### What to do
Each of the entries beneath this task should be written out exactly.

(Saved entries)
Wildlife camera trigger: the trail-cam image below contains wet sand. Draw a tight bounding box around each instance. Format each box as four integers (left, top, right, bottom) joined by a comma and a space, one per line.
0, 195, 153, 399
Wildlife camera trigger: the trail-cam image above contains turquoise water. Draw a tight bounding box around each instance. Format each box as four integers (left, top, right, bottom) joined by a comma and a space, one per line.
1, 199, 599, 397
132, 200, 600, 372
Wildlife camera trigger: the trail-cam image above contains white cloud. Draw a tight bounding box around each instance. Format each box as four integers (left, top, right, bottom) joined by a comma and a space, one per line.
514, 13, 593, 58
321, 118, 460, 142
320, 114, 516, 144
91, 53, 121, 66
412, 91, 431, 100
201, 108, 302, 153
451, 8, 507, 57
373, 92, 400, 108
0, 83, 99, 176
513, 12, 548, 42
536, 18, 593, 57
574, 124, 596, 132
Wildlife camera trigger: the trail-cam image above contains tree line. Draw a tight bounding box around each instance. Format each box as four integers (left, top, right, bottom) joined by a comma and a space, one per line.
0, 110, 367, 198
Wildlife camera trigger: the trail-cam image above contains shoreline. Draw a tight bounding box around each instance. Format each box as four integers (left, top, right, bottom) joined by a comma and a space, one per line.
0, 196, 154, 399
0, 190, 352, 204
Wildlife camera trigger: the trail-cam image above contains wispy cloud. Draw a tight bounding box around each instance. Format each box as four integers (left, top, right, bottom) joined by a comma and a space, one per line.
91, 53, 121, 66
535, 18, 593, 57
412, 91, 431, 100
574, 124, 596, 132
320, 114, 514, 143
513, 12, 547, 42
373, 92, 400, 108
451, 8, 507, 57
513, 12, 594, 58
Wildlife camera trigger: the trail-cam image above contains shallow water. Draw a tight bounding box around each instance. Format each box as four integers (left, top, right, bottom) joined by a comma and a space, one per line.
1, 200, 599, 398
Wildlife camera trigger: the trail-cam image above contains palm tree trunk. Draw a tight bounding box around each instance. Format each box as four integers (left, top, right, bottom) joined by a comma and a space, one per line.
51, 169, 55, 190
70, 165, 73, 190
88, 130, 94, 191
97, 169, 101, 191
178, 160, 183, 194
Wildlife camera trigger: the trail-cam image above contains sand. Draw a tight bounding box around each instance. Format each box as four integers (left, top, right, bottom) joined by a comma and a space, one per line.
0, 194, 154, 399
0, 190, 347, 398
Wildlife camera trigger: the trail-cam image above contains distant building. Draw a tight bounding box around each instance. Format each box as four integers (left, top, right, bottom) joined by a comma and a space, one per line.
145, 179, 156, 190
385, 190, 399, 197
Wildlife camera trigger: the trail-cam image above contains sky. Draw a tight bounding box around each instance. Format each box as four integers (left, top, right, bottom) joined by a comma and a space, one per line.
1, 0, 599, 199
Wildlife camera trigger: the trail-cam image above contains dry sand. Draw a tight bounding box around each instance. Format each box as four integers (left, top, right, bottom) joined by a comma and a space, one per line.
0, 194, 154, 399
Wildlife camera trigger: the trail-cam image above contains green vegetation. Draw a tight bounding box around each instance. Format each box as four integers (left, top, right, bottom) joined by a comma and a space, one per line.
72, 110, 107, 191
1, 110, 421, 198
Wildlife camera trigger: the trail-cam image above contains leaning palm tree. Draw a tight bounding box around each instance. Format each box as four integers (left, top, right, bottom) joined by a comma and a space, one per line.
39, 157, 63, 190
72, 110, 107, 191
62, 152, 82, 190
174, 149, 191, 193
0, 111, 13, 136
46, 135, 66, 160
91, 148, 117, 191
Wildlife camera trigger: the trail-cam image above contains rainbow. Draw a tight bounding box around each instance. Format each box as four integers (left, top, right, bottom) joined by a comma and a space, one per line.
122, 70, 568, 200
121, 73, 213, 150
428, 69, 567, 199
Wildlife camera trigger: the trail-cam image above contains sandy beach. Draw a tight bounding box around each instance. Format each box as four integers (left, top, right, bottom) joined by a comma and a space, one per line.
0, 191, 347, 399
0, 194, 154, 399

### Solved problem
Wildlife camera trigger: the trail-cam image below contains wet sand. Draw a tight bounding box around each instance. Format each box as four integers (left, top, right, bottom) joined by a comma and a space, one per line.
0, 195, 153, 399
Wildlife camera trigger: the trail-cam image above contains turquoise water. Draw a tight bounding box around each instance. Format each box as four integers (left, top, right, bottom) joined by a comma and a space, one per line.
1, 199, 599, 397
132, 200, 600, 372
Wildlife camera trigger: the trail-cam image above contains white cloud. Draw a tight bounding box around each instance. Format each box as four integers (left, top, right, bottom) joined by a comma and a space, one per line.
514, 13, 593, 58
321, 118, 460, 142
320, 114, 516, 144
91, 53, 121, 66
412, 91, 431, 100
201, 108, 302, 153
451, 8, 507, 57
373, 92, 400, 108
0, 83, 99, 176
513, 12, 548, 42
536, 18, 593, 57
574, 124, 596, 132
Wildlife camera trigger: the trail-cam image above contains tree line. Draw a tight bounding box around each instance. Format each box as four integers (left, top, right, bottom) joined by a comma and a space, one per line.
0, 110, 367, 198
Wildlife camera trigger: the trail-cam image above contains shoreline. Draw a tight bounding box around each instance. Format each box as four integers (left, top, right, bottom) joined by a comma and a space, one per line.
0, 196, 154, 399
0, 190, 352, 204
Wildlife camera trigger: the trail-cam image above contains wispy cloud. Draw a tight bounding box around each instance. Format each box as four integers (left, top, right, bottom) joined by a comma and a space, one per line.
91, 53, 121, 66
535, 18, 593, 57
412, 91, 431, 100
574, 124, 596, 132
320, 114, 514, 143
513, 12, 547, 42
373, 92, 400, 108
451, 8, 507, 57
513, 12, 594, 58
Wildlife camera trigger: the trail-cam image above contains shallow water. Draw a tight bounding box around each instance. Format each box as four integers (left, top, right, bottom) joined by a comma and a space, one per line.
1, 200, 599, 398
Wildlife camera trigger: the trail-cam image above contains palm tree trunk. Draw a tight bounding box around each instance. Format each box as four integers (left, top, right, bottom) joined by a comma and a space, one per line.
51, 169, 55, 190
70, 165, 73, 190
88, 130, 94, 191
97, 169, 101, 191
178, 160, 183, 194
Wildlife camera trigger: the trail-cam image above contains sand. Draw a tight bounding box around each instance. Format each box as four integers (left, top, right, bottom) joined by a comma and a space, one per line.
0, 194, 154, 399
0, 190, 347, 398
Wildlife camera trigger: the trail-cam image above contains distant building. Draw a tight bounding box around each instance. Format each box as four integers (left, top, right, bottom) joined by a comma and a space, one per line.
145, 179, 156, 190
385, 190, 399, 197
Wildlife camera trigger: the trail-cam image above contains sky. Draw a tight bounding box around each instance. Format each box as four integers (left, top, right, bottom) joined by a comma and a space, one per line.
1, 0, 599, 199
Wildlife camera trigger: the trail-cam image above contains dry sand. Draw a tight bounding box around each instance. Format each box as four integers (left, top, right, bottom) joined by a comma and a space, one per line.
0, 194, 154, 399
Wildlife camera trigger: the trail-cam image above contains green vegetation. Draw a tight bounding box around each instance. Format each box as four integers (left, top, right, bottom) joined by a comma and a space, one per line.
72, 110, 107, 191
1, 110, 421, 198
Wildlife camera trigger: the trail-cam image above contains leaning palm tree. Draw a tight bounding box around each instance. Format each box as four integers (left, top, right, bottom) joined by a comma and a space, one per line.
39, 157, 63, 190
72, 110, 107, 191
62, 152, 82, 190
174, 149, 191, 193
0, 111, 13, 136
46, 135, 66, 160
91, 148, 117, 191
Wildlife camera trigger: the trail-cam image above contains rainbow. Draw a tight bounding box around each instance. Format each box as four integers (left, top, right, bottom) joined by a comma and a space, one per line.
122, 70, 568, 200
121, 73, 213, 150
428, 69, 567, 199
Wildlife camera trigger: the trail-cam image above contains sandy beach. Draw a tight bounding box around each instance. Format each box as four integers (left, top, right, bottom) joined by a comma and a space, one per line.
0, 191, 347, 399
0, 194, 154, 399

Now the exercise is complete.